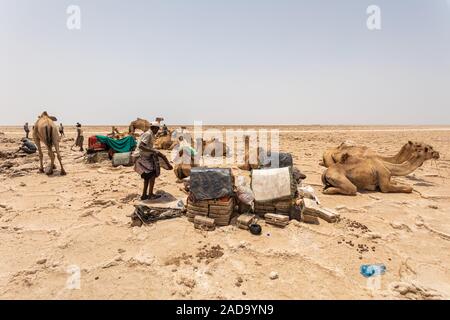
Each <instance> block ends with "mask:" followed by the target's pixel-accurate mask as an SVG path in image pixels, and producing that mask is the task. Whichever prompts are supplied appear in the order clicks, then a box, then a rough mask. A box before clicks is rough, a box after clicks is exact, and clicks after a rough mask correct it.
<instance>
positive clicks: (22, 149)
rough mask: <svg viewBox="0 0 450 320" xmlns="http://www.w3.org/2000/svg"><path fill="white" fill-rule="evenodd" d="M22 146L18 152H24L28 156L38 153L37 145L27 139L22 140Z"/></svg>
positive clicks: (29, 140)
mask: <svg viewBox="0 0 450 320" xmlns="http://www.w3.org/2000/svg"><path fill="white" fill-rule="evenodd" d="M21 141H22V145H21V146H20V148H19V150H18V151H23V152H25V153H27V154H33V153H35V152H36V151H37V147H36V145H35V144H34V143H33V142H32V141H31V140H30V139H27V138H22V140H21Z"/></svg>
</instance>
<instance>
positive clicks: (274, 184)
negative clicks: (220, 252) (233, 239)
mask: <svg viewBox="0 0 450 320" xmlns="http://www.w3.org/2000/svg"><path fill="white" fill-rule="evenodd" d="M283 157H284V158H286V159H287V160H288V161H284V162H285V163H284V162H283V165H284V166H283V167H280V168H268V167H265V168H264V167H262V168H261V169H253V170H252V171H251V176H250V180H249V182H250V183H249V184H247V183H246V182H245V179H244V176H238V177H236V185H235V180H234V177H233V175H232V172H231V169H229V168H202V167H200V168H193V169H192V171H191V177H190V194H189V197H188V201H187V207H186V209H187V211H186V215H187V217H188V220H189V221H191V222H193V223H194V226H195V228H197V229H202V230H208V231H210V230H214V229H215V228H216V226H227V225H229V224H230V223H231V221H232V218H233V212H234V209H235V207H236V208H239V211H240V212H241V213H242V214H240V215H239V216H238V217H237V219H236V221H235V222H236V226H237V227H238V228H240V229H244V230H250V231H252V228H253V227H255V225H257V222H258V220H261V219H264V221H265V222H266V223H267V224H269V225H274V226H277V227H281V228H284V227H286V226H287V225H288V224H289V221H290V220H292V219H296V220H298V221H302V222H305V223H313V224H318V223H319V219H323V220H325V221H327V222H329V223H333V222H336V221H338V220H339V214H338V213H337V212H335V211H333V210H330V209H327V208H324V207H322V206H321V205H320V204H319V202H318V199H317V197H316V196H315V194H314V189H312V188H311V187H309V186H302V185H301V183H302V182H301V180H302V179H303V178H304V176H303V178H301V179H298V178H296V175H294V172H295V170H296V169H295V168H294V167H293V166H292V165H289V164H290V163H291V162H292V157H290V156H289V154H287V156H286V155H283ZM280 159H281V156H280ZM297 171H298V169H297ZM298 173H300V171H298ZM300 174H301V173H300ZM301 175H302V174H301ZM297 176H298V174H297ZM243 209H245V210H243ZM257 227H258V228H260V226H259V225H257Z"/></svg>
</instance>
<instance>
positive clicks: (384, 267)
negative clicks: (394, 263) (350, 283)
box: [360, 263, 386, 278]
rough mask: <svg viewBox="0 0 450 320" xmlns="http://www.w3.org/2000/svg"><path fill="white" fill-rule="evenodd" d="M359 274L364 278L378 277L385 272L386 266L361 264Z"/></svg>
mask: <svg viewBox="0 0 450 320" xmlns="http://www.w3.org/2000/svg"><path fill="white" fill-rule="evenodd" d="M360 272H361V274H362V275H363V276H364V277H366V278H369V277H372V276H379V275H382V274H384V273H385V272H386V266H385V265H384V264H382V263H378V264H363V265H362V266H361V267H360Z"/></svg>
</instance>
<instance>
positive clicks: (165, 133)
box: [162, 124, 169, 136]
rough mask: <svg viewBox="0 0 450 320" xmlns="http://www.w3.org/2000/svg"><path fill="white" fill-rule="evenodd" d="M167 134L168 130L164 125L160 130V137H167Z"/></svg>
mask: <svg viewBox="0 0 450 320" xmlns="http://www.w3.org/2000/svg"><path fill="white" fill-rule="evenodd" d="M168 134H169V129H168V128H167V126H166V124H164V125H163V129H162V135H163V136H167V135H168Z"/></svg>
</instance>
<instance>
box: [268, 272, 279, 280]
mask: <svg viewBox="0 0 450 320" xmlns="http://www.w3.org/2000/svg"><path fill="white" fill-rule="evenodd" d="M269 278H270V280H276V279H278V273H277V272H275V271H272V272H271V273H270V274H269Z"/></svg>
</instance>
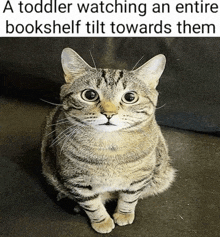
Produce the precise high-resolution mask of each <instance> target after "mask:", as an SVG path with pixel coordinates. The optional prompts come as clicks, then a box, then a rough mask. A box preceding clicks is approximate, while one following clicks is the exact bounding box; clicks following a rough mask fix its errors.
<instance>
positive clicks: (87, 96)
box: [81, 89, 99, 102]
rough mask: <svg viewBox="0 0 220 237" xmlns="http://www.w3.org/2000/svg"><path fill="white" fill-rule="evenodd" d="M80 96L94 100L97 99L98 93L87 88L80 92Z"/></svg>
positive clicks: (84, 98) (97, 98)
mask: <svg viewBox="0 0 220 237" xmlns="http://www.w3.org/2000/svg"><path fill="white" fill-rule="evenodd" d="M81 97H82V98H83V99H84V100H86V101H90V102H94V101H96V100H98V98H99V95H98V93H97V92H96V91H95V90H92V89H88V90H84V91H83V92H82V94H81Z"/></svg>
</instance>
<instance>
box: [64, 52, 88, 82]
* * *
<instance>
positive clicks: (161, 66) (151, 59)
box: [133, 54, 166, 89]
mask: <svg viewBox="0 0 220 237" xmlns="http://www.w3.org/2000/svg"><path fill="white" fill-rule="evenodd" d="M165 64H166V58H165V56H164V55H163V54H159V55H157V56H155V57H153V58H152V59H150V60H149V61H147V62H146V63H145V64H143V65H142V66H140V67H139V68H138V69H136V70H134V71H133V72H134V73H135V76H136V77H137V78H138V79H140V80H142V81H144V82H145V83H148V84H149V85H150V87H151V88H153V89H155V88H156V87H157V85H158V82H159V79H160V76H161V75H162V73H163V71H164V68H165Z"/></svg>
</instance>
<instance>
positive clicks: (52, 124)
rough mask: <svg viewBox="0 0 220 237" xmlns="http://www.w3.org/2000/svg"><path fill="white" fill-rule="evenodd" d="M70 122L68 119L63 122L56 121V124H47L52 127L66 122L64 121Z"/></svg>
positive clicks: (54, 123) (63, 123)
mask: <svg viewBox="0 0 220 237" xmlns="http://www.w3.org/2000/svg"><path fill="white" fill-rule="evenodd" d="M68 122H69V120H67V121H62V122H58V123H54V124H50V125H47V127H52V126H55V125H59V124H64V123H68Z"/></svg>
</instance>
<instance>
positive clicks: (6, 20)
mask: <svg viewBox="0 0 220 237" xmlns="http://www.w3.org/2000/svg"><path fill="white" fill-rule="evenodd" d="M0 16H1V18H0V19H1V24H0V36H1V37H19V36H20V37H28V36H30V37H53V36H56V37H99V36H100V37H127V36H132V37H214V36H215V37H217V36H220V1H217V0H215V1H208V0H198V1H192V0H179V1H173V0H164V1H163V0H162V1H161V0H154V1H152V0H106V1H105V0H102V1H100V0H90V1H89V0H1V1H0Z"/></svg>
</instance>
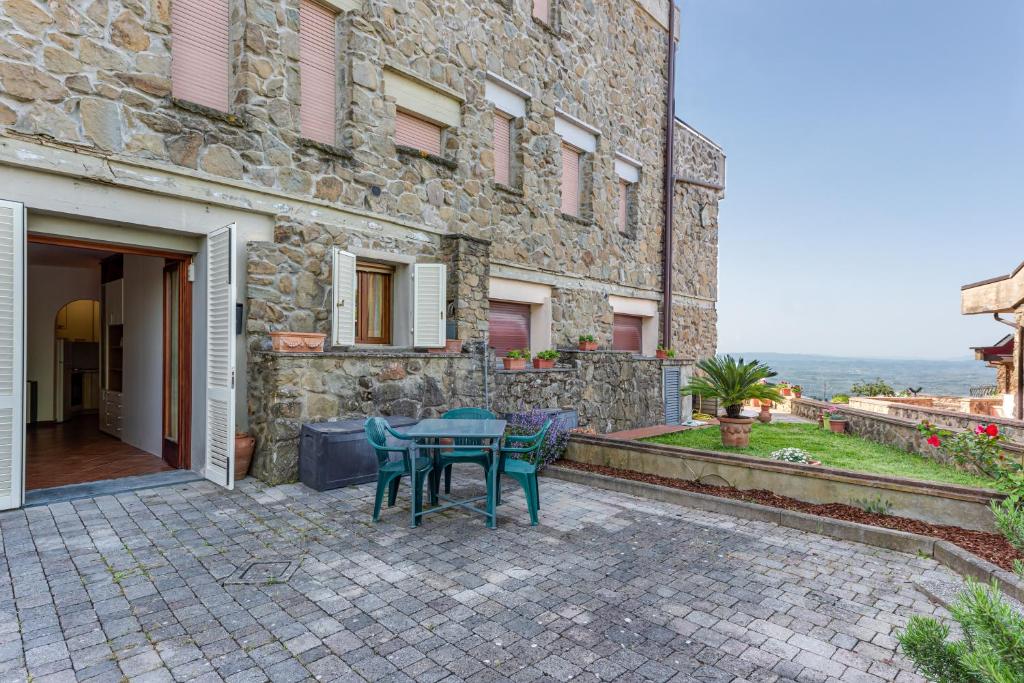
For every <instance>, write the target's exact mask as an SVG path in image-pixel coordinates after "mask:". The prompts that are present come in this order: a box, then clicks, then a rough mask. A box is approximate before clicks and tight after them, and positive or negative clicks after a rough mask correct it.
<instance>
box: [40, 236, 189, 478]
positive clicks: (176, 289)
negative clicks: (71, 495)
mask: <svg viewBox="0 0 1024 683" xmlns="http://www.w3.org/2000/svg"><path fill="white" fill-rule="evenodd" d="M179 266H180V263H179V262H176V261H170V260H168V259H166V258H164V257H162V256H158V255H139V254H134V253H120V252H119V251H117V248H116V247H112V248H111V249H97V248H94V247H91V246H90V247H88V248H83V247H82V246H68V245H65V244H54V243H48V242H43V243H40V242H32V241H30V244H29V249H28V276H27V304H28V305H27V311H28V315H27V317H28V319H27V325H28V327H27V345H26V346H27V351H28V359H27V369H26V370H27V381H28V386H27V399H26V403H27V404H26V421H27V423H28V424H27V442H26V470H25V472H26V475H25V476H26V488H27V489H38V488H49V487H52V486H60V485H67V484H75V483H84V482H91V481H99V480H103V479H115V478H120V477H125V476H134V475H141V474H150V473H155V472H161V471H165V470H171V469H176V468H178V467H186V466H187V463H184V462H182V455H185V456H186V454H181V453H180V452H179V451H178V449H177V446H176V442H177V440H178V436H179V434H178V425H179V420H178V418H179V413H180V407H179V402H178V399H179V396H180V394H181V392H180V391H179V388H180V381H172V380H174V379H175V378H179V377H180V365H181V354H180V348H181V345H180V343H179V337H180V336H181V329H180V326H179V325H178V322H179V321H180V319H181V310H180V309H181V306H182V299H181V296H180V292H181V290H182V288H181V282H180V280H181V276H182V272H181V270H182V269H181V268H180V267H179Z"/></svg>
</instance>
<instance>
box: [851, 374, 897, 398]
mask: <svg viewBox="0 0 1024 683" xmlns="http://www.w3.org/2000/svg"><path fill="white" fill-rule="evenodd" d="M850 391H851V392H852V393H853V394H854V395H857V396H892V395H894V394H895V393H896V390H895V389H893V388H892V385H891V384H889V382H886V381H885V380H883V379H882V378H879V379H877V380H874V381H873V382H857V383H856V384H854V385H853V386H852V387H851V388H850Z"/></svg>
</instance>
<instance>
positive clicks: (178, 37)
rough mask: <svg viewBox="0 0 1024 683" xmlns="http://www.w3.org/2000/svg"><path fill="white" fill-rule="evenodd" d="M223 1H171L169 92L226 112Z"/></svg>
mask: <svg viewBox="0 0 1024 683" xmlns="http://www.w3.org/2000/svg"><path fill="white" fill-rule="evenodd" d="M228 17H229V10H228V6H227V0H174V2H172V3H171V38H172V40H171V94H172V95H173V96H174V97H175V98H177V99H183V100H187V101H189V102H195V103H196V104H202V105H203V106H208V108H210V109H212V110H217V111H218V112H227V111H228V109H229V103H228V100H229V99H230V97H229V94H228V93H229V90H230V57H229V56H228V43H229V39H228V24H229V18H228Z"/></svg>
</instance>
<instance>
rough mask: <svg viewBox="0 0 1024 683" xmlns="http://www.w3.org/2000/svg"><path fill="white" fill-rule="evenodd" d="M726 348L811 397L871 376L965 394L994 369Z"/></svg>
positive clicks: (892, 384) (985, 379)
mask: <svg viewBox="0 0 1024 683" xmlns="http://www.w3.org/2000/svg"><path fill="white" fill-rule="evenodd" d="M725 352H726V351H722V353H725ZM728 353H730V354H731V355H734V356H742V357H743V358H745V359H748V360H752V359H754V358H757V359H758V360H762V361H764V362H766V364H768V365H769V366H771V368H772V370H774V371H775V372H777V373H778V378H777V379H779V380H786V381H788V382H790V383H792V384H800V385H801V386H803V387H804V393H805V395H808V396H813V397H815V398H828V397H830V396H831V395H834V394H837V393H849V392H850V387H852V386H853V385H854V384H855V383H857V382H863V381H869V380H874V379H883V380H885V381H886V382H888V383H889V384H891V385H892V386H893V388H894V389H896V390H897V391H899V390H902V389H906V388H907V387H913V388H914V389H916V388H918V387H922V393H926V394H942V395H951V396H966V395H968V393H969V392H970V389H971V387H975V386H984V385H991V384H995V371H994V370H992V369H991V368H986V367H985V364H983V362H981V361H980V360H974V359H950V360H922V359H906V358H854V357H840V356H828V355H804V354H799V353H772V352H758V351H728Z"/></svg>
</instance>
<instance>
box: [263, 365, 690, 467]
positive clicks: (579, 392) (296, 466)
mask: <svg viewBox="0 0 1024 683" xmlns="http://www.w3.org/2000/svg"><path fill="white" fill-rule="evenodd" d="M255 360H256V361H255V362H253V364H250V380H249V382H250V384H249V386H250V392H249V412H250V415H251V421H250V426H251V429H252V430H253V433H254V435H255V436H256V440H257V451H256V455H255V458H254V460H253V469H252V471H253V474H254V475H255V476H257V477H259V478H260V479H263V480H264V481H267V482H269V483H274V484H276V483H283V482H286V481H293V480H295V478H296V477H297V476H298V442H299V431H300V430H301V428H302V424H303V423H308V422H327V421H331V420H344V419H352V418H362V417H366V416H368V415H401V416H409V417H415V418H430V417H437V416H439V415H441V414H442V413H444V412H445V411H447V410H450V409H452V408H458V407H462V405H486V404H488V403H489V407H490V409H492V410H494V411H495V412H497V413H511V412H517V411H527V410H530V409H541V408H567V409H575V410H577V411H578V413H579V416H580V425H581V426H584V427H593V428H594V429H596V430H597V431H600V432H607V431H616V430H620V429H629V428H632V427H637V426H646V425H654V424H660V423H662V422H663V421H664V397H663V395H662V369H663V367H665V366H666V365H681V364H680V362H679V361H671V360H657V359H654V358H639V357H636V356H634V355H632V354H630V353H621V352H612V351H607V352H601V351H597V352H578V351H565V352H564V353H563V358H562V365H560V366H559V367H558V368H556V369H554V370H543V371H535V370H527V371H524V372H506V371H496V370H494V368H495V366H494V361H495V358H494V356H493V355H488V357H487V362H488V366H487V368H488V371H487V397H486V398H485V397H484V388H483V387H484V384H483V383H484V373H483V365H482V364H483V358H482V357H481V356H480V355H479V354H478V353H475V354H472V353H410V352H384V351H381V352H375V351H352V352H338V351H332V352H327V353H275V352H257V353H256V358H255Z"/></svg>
==
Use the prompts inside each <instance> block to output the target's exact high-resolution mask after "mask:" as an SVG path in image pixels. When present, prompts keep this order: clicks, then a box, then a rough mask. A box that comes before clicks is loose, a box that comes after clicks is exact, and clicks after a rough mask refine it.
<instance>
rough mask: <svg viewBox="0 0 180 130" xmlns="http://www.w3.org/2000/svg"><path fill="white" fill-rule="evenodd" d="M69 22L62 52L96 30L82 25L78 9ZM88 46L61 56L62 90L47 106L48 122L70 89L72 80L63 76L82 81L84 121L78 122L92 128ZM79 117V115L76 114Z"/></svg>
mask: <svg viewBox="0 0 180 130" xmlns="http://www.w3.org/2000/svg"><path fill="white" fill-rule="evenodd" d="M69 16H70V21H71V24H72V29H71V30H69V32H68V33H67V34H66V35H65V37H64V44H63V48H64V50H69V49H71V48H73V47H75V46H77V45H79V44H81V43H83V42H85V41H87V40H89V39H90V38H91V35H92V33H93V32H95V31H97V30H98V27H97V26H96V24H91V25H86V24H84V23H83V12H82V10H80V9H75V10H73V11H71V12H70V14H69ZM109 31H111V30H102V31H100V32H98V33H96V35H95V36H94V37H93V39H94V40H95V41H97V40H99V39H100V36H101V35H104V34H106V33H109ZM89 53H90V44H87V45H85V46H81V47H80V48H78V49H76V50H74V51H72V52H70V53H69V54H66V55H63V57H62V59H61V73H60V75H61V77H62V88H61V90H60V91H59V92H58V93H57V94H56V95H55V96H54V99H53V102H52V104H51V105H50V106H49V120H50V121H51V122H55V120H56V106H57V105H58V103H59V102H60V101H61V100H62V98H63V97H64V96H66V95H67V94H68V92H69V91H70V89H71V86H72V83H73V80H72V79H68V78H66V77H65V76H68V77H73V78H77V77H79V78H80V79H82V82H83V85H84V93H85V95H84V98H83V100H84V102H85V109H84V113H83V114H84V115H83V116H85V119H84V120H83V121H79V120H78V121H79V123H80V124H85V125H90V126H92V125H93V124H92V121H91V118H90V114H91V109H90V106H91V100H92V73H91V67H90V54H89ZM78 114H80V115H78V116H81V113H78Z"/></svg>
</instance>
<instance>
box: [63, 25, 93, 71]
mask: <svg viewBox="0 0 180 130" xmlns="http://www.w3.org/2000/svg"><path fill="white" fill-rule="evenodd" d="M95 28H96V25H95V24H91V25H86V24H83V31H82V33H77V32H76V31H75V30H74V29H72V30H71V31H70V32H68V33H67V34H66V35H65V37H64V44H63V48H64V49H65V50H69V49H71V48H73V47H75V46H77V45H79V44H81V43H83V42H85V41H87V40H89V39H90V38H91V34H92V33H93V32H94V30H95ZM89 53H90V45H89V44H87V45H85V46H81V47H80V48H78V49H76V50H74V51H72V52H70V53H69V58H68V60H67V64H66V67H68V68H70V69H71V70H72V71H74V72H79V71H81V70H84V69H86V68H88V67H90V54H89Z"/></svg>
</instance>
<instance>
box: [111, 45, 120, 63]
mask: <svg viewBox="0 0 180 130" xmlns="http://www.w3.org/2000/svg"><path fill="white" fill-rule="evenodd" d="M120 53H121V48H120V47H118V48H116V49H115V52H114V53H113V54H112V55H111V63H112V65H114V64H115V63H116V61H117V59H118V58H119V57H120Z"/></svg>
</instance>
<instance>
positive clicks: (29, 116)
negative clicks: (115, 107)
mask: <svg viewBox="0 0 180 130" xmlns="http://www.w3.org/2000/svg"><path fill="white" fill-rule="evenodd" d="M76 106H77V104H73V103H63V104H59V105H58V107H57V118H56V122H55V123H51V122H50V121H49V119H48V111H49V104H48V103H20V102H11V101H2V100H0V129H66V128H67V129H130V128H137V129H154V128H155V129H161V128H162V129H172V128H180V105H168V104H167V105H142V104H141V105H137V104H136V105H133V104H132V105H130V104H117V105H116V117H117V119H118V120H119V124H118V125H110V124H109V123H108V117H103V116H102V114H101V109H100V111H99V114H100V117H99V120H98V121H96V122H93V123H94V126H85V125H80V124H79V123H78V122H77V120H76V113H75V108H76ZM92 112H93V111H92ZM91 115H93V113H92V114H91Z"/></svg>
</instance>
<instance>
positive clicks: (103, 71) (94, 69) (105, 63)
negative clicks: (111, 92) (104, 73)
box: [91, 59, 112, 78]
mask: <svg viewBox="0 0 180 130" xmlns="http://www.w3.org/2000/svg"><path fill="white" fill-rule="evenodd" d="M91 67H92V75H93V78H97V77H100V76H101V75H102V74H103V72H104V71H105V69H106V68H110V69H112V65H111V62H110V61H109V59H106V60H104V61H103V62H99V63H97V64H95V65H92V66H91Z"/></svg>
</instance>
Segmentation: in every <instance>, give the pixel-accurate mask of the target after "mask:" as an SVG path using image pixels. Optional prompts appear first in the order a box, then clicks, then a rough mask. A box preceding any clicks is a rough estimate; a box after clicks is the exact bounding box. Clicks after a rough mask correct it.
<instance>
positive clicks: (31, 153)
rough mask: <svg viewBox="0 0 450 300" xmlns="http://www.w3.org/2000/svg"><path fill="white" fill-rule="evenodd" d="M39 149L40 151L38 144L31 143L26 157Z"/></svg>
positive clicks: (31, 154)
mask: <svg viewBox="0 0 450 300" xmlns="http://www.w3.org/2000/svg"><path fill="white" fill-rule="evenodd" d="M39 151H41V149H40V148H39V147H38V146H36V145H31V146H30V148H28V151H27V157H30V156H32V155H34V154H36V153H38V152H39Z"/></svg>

# EXERCISE
The stretch of entries above that starts with the line containing "box: [851, 374, 897, 398]" and goes on through the line containing "348L811 397L871 376L965" is to be transcribed exactly, and no other line is to be transcribed.

# RESPONSE TO THE TASK
box: [851, 374, 897, 398]
mask: <svg viewBox="0 0 1024 683" xmlns="http://www.w3.org/2000/svg"><path fill="white" fill-rule="evenodd" d="M850 391H851V392H852V393H853V394H854V395H857V396H892V395H894V394H895V393H896V390H895V389H893V388H892V385H891V384H889V382H886V381H885V380H883V379H882V378H879V379H877V380H874V381H873V382H857V383H856V384H854V385H853V386H852V387H851V388H850Z"/></svg>
</instance>
<instance>
positive clicks: (178, 37)
rough mask: <svg viewBox="0 0 1024 683" xmlns="http://www.w3.org/2000/svg"><path fill="white" fill-rule="evenodd" d="M223 1H171L169 92L226 112Z"/></svg>
mask: <svg viewBox="0 0 1024 683" xmlns="http://www.w3.org/2000/svg"><path fill="white" fill-rule="evenodd" d="M228 17H229V10H228V6H227V0H174V2H172V3H171V38H172V40H171V94H172V95H173V96H174V97H175V98H177V99H183V100H187V101H189V102H195V103H196V104H202V105H203V106H208V108H210V109H212V110H217V111H218V112H227V111H228V109H229V103H228V100H229V99H230V97H229V94H228V93H229V90H230V57H229V56H228V43H229V39H228V24H229V18H228Z"/></svg>
</instance>
<instance>
rough mask: <svg viewBox="0 0 1024 683" xmlns="http://www.w3.org/2000/svg"><path fill="white" fill-rule="evenodd" d="M726 348L811 397L871 376L965 394L994 369Z"/></svg>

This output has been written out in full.